### Page extract
------------

Even the prosperous don’t have enough money, its in the nature of it.
Some people have much more of not enough of it than other people, they are called “the poor”.
12.5K for food is reasonable, blokes blogging here must be eating real shit.
I have three hungry teenagers who are eating adult sized meals, with only one “fast food” evening a week, shopping averages £150-180, the only excesses would be the occasional half-dozen wine bottles on special offer (because you get a discount) and perhaps the choccy bars for school lunch, the rest is mainly supermarket brand and we probably save at least £20/week on offers.
£240/week is either stupid shopping sense or definitely living it up.
They make 80,000 pounds a year and still they need welfare? I can suddenly see why Romney lost.
Luke – “Apart from the egregiously wealthy mr Newman ( well earned), it does make me wonder if readers of this blog are rational self interested peeps. If you’re all so poor, why not vote labour? (Says man currently earning not much)”
Rational self interest is an interesting concept. If African Americans were rational and self interested they would not vote for Democrats, and especially not Black Democrats. Look at Detroit. Angry Black Nationalists destroyed the city in a generation. In fact anywhere where there are enough Black voters tend to be smoking waste lands. The main sufferers of this are African Americans and those Whites too slow to sell and move out.
But that presupposes that your values are their values. Because self interest does revolve around values. Blacks, presumably, vote for the Democrats because they think the state will take money from White people and give it to them. Which it will. That is where, apparently, they see their self interest. Even though by my standards it has been a disaster for African Americans and their communities. In the same way, the poor do often see welfare as a non-solution to their problems. It depends on what their values are.

------------

### Data shown
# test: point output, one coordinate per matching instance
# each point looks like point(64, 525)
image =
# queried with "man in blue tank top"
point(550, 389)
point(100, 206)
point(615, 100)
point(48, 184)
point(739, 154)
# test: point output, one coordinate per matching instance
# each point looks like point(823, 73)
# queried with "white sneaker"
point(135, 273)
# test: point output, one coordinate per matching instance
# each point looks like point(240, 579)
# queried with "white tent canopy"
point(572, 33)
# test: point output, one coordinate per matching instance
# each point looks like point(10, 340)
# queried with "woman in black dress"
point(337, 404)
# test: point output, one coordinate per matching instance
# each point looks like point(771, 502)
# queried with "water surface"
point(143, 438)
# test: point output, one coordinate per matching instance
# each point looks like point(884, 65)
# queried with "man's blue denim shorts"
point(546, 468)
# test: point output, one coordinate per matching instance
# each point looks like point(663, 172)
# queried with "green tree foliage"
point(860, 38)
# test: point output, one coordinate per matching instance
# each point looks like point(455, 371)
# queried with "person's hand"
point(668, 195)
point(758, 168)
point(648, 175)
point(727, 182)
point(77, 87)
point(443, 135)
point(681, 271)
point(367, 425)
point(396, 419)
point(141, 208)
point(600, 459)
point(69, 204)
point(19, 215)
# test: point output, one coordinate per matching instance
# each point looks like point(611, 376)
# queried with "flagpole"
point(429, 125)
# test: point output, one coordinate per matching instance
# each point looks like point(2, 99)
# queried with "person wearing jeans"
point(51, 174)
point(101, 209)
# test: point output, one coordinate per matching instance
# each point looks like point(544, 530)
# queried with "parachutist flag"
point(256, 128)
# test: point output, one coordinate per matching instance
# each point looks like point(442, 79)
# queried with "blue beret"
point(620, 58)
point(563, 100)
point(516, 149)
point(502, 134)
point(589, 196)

------------

### Written exercise
Copy the blog comments starting with "12.5K for food" and going on through "least £20/week on offers.", substituting "children" for "teenagers". The listing has no connection to the blog comments.

### Response to the task
12.5K for food is reasonable, blokes blogging here must be eating real shit.
I have three hungry children who are eating adult sized meals, with only one “fast food” evening a week, shopping averages £150-180, the only excesses would be the occasional half-dozen wine bottles on special offer (because you get a discount) and perhaps the choccy bars for school lunch, the rest is mainly supermarket brand and we probably save at least £20/week on offers.